● Set task A
Quote the email on metaphor word for word, between "Frank Wimberly wimberly3" and "reductio ad absurdum.", inclusive.

[FRIAM] Metaphor [POSSIBLE DISTRACTON FROM]: privacy games

Frank Wimberly wimberly3 at gmail.com
Thu May 28 10:56:29 EDT 2020


I have *never* heard or read "strawman" to mean anything other than a
specious argument meant to show the absurdity of a position.  A kind of
reductio ad absurdum.

---
Frank C. Wimberly
140 Calle Ojo Feliz,
Santa Fe, NM 87505

505 670-9918
Santa Fe, NM

On Thu, May 28, 2020, 8:16 AM Prof David West <profwest at fastmail.fm> wrote:

> I agree with you, and I am Nick's ally in the "everything is metaphor"
> camp. But the apparent contradiction is resolved by recognizing the role
> and life cycle of metaphor.
>
> Metaphor is useful only in the circumstance of encountering an "unknown
> thing" or attempting to express a "new" idea/concept. X is like Y — X being
> an unknown and Y a known — offers a tool/technique for coming to understand
> X.
>
> If the application of that technique fails to generate meaningful results,
> the metaphor becomes 'dead' and is abandoned.
>
> If application is completely successful the metaphor becomes a lexical
> term, just another word.

● Records supplied
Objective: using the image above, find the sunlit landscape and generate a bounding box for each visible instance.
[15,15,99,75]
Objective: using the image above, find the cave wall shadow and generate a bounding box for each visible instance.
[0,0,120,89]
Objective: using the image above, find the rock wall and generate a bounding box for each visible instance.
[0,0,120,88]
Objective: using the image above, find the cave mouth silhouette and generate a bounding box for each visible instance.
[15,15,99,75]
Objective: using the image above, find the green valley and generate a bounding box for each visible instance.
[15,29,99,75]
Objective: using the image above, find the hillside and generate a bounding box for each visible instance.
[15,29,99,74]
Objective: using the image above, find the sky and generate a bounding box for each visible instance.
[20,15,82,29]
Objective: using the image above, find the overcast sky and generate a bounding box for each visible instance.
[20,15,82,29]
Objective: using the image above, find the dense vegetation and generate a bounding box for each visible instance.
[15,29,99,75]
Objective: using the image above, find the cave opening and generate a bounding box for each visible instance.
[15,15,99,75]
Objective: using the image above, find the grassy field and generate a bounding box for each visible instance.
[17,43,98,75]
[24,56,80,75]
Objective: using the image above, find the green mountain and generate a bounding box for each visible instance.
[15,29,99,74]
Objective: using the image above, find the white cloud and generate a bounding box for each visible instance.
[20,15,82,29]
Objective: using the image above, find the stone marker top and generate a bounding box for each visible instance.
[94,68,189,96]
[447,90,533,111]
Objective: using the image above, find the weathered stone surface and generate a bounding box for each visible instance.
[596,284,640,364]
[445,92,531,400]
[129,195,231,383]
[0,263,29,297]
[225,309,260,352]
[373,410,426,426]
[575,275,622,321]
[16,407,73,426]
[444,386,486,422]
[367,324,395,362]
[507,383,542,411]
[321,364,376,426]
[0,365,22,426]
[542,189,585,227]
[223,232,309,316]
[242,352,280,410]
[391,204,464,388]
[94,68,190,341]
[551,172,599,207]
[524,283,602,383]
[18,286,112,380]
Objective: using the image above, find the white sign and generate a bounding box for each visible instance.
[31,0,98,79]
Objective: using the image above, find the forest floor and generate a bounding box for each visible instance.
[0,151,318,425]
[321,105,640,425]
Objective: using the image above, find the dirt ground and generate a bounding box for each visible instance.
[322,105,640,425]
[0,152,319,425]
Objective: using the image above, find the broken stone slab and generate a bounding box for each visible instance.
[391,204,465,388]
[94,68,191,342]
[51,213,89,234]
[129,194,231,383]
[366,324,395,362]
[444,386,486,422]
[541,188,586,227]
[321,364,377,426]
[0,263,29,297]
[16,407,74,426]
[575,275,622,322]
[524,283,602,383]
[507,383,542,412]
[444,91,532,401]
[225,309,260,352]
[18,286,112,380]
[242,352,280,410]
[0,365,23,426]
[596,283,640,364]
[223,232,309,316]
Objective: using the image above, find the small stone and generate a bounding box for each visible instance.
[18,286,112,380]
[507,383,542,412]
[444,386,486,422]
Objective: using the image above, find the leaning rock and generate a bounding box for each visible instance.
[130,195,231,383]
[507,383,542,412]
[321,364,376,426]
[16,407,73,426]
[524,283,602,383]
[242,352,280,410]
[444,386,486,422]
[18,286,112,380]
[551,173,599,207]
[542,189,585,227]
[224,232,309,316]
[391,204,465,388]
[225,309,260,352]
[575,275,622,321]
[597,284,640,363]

● Set task B
Print the records word for word from their very first line through the line holding "[0,0,120,88]", both included, and nothing more.

● Exercise output A
Frank Wimberly wimberly3 at gmail.com
Thu May 28 10:56:29 EDT 2020


I have *never* heard or read "strawman" to mean anything other than a
specious argument meant to show the absurdity of a position.  A kind of
reductio ad absurdum.

● Exercise output B
Objective: using the image above, find the sunlit landscape and generate a bounding box for each visible instance.
[15,15,99,75]
Objective: using the image above, find the cave wall shadow and generate a bounding box for each visible instance.
[0,0,120,89]
Objective: using the image above, find the rock wall and generate a bounding box for each visible instance.
[0,0,120,88]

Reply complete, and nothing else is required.